## RECORDS PROVIDED
*** Block opens ***

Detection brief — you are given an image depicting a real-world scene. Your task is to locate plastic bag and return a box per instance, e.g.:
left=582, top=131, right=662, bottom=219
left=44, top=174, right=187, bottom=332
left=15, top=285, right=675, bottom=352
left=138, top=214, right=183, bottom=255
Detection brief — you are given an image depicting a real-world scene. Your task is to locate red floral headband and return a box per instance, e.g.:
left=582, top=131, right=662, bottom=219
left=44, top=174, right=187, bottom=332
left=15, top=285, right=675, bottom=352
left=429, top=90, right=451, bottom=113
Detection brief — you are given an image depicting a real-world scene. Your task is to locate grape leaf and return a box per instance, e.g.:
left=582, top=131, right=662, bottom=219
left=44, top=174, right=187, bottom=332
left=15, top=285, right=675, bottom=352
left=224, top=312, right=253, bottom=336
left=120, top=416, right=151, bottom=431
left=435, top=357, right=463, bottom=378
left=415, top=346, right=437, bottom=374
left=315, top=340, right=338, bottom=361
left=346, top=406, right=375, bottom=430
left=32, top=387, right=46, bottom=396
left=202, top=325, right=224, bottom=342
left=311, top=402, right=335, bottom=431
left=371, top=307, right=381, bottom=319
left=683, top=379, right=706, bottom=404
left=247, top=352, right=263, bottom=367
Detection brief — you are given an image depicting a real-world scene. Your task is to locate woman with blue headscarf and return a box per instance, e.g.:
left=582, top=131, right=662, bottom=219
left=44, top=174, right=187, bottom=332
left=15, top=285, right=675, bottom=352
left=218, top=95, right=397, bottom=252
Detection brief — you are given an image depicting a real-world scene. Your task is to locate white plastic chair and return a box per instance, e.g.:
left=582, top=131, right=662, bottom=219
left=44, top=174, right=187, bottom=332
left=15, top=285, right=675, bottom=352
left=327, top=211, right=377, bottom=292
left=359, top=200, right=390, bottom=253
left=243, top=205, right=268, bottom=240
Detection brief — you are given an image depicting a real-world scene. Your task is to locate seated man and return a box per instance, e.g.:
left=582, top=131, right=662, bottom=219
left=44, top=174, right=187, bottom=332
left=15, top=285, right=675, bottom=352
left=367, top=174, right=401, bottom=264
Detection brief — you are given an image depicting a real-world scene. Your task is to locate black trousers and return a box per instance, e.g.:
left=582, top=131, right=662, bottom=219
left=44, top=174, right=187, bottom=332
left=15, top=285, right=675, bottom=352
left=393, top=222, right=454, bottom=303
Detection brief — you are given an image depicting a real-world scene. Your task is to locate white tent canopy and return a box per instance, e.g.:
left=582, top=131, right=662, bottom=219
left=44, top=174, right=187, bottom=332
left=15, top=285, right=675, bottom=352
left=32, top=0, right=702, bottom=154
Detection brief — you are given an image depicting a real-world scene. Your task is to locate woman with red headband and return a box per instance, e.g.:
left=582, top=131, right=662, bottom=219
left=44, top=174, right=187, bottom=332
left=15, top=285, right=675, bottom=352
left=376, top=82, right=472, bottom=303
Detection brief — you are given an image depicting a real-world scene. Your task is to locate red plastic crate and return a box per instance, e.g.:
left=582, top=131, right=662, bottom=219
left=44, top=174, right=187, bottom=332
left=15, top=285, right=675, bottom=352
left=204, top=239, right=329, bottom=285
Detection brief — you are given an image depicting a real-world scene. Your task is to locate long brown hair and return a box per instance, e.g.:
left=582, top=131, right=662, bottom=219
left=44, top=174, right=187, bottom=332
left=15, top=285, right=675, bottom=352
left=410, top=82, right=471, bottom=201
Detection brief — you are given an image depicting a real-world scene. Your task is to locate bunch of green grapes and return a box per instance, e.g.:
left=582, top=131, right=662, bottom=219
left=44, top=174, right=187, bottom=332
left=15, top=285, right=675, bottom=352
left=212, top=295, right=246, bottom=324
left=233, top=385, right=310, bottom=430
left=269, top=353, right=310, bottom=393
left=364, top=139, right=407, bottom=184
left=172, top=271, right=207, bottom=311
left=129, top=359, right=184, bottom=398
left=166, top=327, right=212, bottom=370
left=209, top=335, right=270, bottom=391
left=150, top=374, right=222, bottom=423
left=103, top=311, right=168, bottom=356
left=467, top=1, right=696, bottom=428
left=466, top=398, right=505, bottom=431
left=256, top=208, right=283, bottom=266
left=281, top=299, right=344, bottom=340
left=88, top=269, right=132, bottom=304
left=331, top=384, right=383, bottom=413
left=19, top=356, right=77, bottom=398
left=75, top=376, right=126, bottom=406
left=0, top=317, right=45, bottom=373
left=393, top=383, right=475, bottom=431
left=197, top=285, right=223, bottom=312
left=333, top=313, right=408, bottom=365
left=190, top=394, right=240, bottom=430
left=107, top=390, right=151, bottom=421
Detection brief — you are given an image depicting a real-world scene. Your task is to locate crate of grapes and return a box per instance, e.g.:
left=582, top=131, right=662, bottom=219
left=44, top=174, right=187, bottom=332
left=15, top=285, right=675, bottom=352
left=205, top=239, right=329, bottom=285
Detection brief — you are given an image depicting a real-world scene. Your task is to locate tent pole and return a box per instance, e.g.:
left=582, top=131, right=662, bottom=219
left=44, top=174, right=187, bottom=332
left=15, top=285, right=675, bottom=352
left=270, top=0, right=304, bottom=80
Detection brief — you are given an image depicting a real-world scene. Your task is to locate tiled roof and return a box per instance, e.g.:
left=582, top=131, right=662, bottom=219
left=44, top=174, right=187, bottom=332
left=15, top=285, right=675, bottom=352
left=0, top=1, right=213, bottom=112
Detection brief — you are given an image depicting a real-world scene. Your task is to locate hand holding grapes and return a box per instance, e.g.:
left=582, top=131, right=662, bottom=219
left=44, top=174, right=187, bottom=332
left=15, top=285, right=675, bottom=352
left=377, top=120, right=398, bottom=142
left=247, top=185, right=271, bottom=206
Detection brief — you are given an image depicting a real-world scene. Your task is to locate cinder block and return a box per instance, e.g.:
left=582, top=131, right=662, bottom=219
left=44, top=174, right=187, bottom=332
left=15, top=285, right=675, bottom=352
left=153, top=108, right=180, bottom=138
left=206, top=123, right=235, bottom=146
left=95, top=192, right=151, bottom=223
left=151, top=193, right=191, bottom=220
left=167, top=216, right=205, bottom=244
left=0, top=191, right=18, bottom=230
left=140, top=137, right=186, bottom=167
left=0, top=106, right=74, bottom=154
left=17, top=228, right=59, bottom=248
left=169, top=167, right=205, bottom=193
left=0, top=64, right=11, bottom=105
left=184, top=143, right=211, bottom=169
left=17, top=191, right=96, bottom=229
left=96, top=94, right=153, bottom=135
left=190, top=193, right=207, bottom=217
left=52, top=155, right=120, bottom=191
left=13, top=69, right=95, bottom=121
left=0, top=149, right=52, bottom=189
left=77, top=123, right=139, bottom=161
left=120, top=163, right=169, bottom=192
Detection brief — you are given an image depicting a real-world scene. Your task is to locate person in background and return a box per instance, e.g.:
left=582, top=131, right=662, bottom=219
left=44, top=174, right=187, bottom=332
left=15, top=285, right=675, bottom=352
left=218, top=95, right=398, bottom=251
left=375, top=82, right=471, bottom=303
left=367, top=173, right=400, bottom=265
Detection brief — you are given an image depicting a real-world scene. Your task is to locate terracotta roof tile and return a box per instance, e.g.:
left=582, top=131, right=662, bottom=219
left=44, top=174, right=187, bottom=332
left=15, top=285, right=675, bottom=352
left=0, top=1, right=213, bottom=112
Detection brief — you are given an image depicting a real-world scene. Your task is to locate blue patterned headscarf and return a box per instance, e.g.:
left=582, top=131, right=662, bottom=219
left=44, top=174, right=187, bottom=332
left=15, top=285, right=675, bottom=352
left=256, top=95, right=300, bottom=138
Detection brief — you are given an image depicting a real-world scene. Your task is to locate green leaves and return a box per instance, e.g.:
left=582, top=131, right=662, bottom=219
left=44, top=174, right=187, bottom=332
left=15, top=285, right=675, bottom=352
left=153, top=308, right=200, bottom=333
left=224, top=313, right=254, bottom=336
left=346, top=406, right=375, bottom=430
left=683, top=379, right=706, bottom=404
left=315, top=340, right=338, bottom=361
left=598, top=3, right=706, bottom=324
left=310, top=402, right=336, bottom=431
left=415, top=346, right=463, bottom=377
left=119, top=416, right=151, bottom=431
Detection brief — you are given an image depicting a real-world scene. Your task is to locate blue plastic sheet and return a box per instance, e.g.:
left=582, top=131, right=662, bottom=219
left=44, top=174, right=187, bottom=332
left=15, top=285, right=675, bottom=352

*** Block closes ***

## EXERCISE
Find the word "headscarf" in the listing above, then copy each line where it turns up.

## OUTPUT BELOW
Detection brief — you are given an image depicting a real-world scene. Your task is to locate woman with blue headscarf and return a box per instance, e.g.:
Detection brief — you are given an image depicting a real-world scene. Your task is to locate blue patterned headscarf and return a box per instance, e.g.:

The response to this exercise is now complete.